#### [Parts of the exercise]
1 > Decide whether each statement below agrees with the metal ions text. Answer yes or no, and quote the words from the text that decide it.
(a) Changing manganese concentrations alters aggregation.
(b) Monoclonal antibody deamidation rises as iron concentration rises.
(c) Ammonium alone raises high-molecular-weight species.
2 > Resume the metal ions text right after its last sentence, and keep its style and subject.

───── Exercise passage

Manganese, molybdenum, selenium, and vanadium are well‑known requirements for cell culture and are therefore included in most media formulations. Other trace elements, including germanium, rubidium, zirconium, cobalt, nickel, tin, and chromium, may be required or functional for certain mammalian cells and are thus incorporated into some specialized media.
Reported Effects of Metal Ions (Fe, Cu, Zn, Mn) on Critical Quality Attributes of Biopharmaceutical Proteins
Aggregation
For iron, at low concentrations (0–4 ppm) in the presence of chelating agents, high‑molecular‑weight (HMW) species are significantly reduced; increasing concentrations of ammonium ferric citrate in cell culture lead to higher dimer levels, and HMW species increase slightly in a dose‑dependent manner with elevated ferric citrate and ammonium ferric citrate, while no changes are observed with ammonium alone. High copper levels induce increased aggregation of IgG, elevated Cu²⁺ increases protein aggregation of IgG fusion protein FP‑A, excess CuSO₄ in media causes a mild increase in IgG aggregation, and reduced copper sulfate levels increase the monomeric form of IgG fusion protein B0. No changes are observed with varying manganese concentrations.
Fragmentation and Degradation
In the presence of histidine, iron enhances the cleavage of human IgG1, especially under strong oxidative conditions. IgG1 fragmentation increases with rising Cu²⁺ concentration.
Charge Isoforms
Iron increases acidic isoform levels via reactive oxygen species generated through Fenton chemistry. Increased Cu²⁺ elevates proline amidation, leading to higher basic charge isoforms; reduced Cu²⁺ decreases tryptophan oxidation and overall acidic species; and elevated Cu²⁺ increases C‑terminal lysine levels, contributing to higher basic charge isoforms. Increased Mn²⁺ reduces tryptophan oxidation and overall acidic species, likely by competing with iron to inhibit Fenton reactions. Within a specific concentration range (~40–130 μM), Zn²⁺ reduces acidic isoforms and increases main peak levels; as a key cofactor for carboxypeptidases, Zn²⁺ also lowers C‑terminal lysine and overall basic species.
Amidation and Deamidation
Monoclonal antibody deamidation increases with iron concentration. Higher Cu²⁺ levels in production media increase proline amidation, resulting in elevated basic charge isoforms.

──────────
───── Supplied information

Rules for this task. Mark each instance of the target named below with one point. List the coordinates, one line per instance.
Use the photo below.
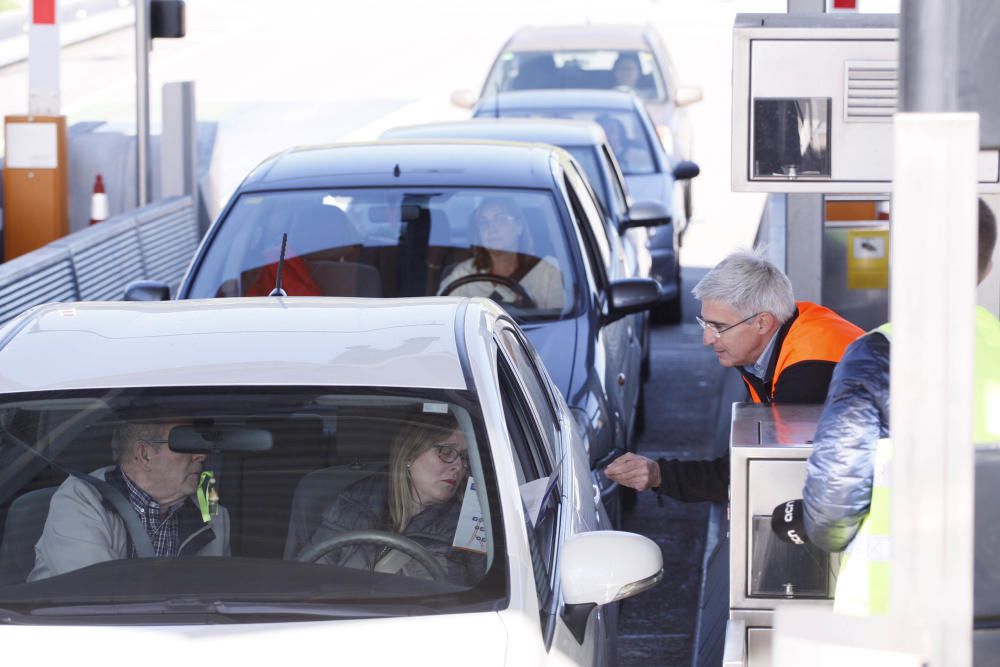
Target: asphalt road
(682, 402)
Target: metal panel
(168, 240)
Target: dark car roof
(408, 164)
(578, 37)
(555, 131)
(567, 99)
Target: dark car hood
(657, 187)
(556, 344)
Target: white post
(932, 300)
(43, 59)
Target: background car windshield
(509, 245)
(534, 70)
(293, 468)
(624, 129)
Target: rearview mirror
(463, 99)
(147, 290)
(687, 95)
(685, 170)
(588, 581)
(631, 295)
(646, 213)
(219, 439)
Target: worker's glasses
(449, 454)
(719, 329)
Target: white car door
(552, 478)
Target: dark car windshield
(624, 129)
(508, 245)
(265, 482)
(603, 69)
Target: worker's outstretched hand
(634, 471)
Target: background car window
(616, 185)
(624, 130)
(508, 245)
(587, 157)
(540, 493)
(539, 396)
(533, 70)
(590, 216)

──────────

#### [Answers below]
1 >
(a) No: "No changes are observed with varying manganese concentrations."
(b) Yes: "Monoclonal antibody deamidation increases with iron concentration."
(c) No: "while no changes are observed with ammonium alone"

2 >
Glycosylation
Iron bioavailability determines the glycosylation profile of glycoproteins; increased iron supplementation in CHO cell culture improves galactosylation and site occupancy on glycoproteins. Cu⁺ has been reported as a potent inhibitor of mannosidase I activity. Manganese chloride supplementation affects Man5 availability in CHO cells, and under glucose‑limited or glucose‑free conditions, high mannose content increases with elevated Mn²⁺. Increasing Zn²⁺ relative to Mn²⁺ reduces galactosylation levels due to decreased galactosyltransferase activity, while Mn²⁺ catalyzes the transfer of galactose from UDP‑Gal to N‑acetylglucosamine.
Although providing trace elements in CHO cell culture media is essential, most trace elements can be toxic to CHO cells at relatively high concentrations. If trace element concentrations in media are near critical thresholds, contamination of media powders, other raw materials, or cell culture vessels with certain trace elements — due to impurities or improper manufacturing — may lead to inconsistent performance or cellular toxicity.
Understanding and controlling the potential outcomes of trace element variability enables a more predictable and tightly controlled robust upstream process. This translates to consistent product yields across cell culture batches and higher output purity. Such control can benefit downstream processing by simplifying purification steps and potentially reducing the number of unit operations.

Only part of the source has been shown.